* **STATED PROBLEM**:
Please lay out every line of the entries below as a Markdown table with the columns "Row" and "Line," skipping blank lines. Leave the pictures out of the answer.

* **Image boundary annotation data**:

.....

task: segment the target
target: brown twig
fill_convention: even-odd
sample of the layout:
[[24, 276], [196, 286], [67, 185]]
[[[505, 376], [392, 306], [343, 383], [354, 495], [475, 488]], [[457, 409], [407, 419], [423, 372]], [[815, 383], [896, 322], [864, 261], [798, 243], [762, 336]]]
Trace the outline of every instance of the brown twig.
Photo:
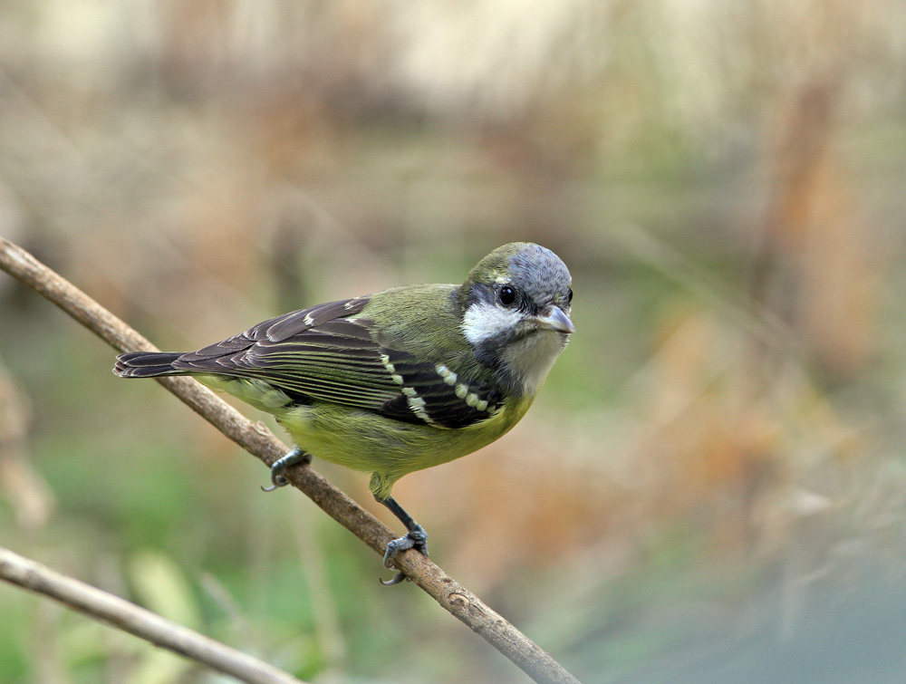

.....

* **FINISHED TASK**:
| Row | Line |
|---|---|
| 1 | task: segment the target |
| 2 | target: brown twig |
| 3 | fill_convention: even-odd |
| 4 | sample of the layout: |
| 5 | [[24, 276], [196, 286], [67, 185]] |
| 6 | [[[505, 376], [392, 306], [343, 383], [354, 495], [475, 488]], [[457, 409], [407, 419], [423, 372]], [[815, 383], [896, 322], [864, 261], [798, 243], [762, 336]]] |
| 7 | Trace the outline of every instance of the brown twig. |
| 8 | Photo: |